A district court has discretion to grant or deny a motion for default judgment. Aldabe v. Aldabe, 616 F.2d 1089, 1092 (9th Cir. 1980) (per curiam); see Tele Video Sys., Inc. v. Heidenthal, 826 F.2d 915, 917 (9th Cir. 1987) (“Rule 55 gives the court considerable leeway as to what it may require as a prerequisite to the entry of a default judgment.”) (per curiam). The Ninth Circuit has set out seven factors to be considered by courts in reviewing a motion for default judgment: “(1) the possibility of prejudice to the plaintiff, (2) the merits of plaintiff's substantive claim (3) the sufficiency of the complaint, (4) the sum of money at stake in the action, (5) the possibility of a dispute concerning material facts, (6) whether the default was due to excusable neglect, and (7) the strong policy underlying the Federal Rules of Civil Procedure favoring decisions on the merits.” Eitel, 782 F.2d at 1471-72. Entry of default judgment is not appropriate where the second and third factors weigh against plaintiff. See Mnatsakanyan v. Goldsmith & Hull APC, No. CV-4358 MMM (PLAx), 2013 WL 10155707, *10 (C.D. Cal. May 14, 2013) (“The fact that factors two and three weigh against the entry of default judgment is particularly significant, as courts often treat these as the most important factors.”) (citing cases).

“If the court determines that the allegations in the complaint are sufficient to establish liability, it must then determine the ‘amount and character' of the relief that should be awarded.” Landstar Ranger, Inc. v. Parth Enters., Inc., 725 F.Supp.2d 916, 920 (C.D. Cal. 2010) (quoting 10A Charles Alan Wright et al., Fed. Prac. and Proc. § 2688, at 63 (3d ed. 1998)). However, courts may decline to enter default judgment if a party's claims are legally insufficient. Cripps v. Life Ins. Co. of N. Am., 980 F.2d 1261, 1267 (9th Cir. 1992); Aldabe, 616 F.2d at 1092-93 (“Given the lack of merit in appellant's substantive claims, we cannot say that the district court abused its discretion in declining to enter a default judgment in favor of appellant”).

Discussion

1. This Action Was Properly Brought as an Interpleader Action

The Court has original jurisdiction over this action pursuant to 28 U.S.C. § 1331 because Principal's claims arise under the Employee Retirement Income Security Act of 1974 (“ERISA”), 29 U.S.C. § 1001, et seq. See Herman Miller, Inc. Ret. Income Plan v. Magallon, No. 2:07-cv-00162-MCE-GGH, 2008 WL 2620748, at *2 (E.D. Cal. July 2, 2008) (“[U]nder ERISA, a cause of action exists which establishes subject-matter jurisdiction, based on the existence of a federal question”).

§ EXERCISE OBJECTIVE:
Decide whether each statement agrees with the passage on default judgment, answering yes or no and quoting the words of the passage that settle it. (a) The Ninth Circuit has listed seven factors for courts to weigh when reviewing a motion for default judgment. (b) Default judgment is appropriate even when the second and third factors weigh against the plaintiff. (c) The Court's original jurisdiction over this action rests on Principal's claims arising under ERISA.

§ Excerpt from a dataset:
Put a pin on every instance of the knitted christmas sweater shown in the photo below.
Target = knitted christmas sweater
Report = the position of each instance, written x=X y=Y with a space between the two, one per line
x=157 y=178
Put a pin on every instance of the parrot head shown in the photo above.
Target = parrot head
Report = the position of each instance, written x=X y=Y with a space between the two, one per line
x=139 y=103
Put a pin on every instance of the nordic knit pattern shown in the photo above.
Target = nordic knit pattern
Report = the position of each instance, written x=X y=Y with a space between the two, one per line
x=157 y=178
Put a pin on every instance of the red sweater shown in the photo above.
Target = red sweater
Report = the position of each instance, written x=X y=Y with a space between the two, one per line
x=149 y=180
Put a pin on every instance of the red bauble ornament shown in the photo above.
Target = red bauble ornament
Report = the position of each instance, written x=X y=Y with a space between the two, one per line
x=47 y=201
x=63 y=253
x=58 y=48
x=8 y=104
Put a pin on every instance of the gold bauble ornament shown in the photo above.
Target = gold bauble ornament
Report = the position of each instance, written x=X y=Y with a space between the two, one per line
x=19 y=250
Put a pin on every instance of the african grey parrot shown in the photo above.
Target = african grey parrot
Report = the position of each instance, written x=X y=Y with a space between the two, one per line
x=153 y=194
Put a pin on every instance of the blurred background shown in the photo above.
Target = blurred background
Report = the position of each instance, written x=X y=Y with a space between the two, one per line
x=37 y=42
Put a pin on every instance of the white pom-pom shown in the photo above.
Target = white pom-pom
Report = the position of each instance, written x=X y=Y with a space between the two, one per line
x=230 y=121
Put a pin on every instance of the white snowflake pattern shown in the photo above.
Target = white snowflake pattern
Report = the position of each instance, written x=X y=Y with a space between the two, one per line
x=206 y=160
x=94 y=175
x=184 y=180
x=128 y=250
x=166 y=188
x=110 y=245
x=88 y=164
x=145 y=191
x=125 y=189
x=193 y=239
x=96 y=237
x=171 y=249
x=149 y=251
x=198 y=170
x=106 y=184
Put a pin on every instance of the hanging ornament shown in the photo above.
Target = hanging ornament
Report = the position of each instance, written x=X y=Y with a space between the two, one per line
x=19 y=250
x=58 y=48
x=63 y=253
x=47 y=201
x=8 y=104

§ COMPLETE ANSWER:
(a) Yes: "The Ninth Circuit has set out seven factors to be considered by courts in reviewing a motion for default judgment"
(b) No: "Entry of default judgment is not appropriate where the second and third factors weigh against plaintiff."
(c) Yes: "The Court has original jurisdiction over this action pursuant to 28 U.S.C. § 1331 because Principal's claims arise under the Employee Retirement Income Security Act of 1974 (“ERISA”)"